--- EXERCISE DETAILS ---
Check each line of the material below, and copy it if it holds the string "terracotta".

--- DATA SUPPLIED Enclosed Below ---

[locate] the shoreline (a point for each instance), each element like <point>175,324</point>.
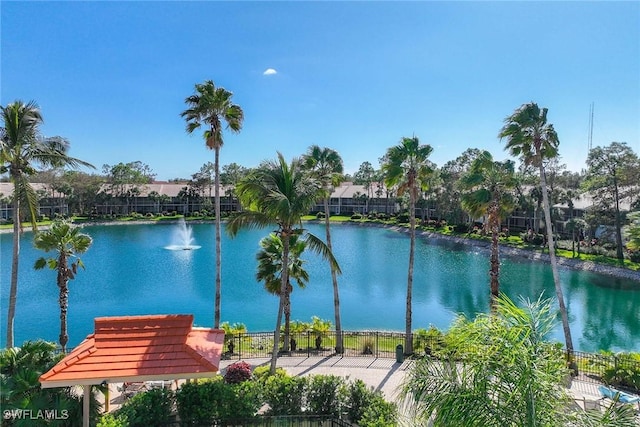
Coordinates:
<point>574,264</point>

--- End of Enclosed DATA SUPPLIED ---
--- DATA SUPPLIED Enclosed Below ---

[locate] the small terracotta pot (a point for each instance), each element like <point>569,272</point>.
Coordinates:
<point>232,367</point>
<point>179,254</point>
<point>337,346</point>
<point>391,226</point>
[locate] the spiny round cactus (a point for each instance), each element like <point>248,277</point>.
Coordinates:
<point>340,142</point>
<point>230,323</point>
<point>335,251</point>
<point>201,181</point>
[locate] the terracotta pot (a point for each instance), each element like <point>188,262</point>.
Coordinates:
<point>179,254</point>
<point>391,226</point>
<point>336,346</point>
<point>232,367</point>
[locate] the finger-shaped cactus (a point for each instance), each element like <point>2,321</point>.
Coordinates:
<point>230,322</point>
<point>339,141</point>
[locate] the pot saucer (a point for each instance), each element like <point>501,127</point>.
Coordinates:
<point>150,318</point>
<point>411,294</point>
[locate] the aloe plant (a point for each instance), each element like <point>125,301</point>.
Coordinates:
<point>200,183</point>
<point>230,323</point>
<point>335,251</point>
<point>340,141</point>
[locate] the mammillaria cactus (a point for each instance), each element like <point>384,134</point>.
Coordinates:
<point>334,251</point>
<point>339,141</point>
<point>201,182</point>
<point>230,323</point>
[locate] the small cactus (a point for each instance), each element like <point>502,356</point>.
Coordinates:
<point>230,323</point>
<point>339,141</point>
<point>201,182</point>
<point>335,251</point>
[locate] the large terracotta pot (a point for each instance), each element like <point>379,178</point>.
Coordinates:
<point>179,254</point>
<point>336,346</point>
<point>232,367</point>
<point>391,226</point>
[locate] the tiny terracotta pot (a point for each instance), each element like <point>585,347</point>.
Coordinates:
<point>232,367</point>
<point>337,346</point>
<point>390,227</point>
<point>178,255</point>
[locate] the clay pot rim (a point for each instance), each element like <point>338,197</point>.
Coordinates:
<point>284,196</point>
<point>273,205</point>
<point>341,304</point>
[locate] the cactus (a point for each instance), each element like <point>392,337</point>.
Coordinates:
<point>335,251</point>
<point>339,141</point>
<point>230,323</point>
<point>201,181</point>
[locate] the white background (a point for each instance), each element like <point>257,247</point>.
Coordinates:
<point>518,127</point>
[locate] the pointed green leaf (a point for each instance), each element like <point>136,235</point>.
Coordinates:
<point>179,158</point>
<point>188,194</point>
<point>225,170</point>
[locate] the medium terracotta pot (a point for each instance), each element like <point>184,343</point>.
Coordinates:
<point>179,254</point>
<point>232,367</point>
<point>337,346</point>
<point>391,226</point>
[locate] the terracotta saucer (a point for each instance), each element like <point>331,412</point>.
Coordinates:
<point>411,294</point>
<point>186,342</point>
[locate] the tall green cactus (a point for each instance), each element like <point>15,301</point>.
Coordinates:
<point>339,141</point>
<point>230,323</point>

--- End of Enclosed DATA SUPPLIED ---
--- DATA SUPPLIED Enclosed Below ---

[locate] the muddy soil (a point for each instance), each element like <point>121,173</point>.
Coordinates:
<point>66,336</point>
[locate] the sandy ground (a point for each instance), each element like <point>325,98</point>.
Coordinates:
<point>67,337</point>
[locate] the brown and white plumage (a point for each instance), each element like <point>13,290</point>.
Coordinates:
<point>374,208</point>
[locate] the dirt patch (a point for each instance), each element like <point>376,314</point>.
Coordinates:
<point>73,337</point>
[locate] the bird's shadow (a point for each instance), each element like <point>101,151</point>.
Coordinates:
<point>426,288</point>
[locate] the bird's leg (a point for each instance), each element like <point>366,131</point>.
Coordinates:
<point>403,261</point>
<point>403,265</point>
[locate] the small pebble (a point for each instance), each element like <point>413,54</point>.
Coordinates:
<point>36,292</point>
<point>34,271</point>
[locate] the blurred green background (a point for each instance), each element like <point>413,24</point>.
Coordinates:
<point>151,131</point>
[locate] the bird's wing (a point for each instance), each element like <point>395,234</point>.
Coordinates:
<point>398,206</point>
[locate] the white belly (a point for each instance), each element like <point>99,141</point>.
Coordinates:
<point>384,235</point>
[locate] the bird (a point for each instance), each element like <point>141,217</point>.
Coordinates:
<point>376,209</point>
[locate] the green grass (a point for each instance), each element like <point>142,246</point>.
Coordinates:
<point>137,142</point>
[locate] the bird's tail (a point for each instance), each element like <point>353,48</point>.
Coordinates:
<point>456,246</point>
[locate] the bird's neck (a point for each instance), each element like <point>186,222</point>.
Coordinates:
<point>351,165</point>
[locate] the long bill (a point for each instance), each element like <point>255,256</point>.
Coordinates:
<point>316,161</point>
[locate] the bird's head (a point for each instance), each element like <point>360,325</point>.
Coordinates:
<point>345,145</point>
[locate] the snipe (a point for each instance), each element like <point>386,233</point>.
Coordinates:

--- End of Enclosed DATA SUPPLIED ---

--- RESPONSE FOR THIS EXERCISE ---
[locate] the small terracotta pot (a point for each instance), each element like <point>569,272</point>.
[locate] the terracotta pot (a point for each instance), each element like <point>188,262</point>.
[locate] the large terracotta pot (a point for each instance), each element like <point>379,178</point>.
[locate] the tiny terracotta pot (a point for each instance), each element like <point>585,347</point>.
[locate] the medium terracotta pot (a point for each instance), each element like <point>184,343</point>.
[locate] the terracotta saucer (a point for each instance), each element like <point>331,412</point>.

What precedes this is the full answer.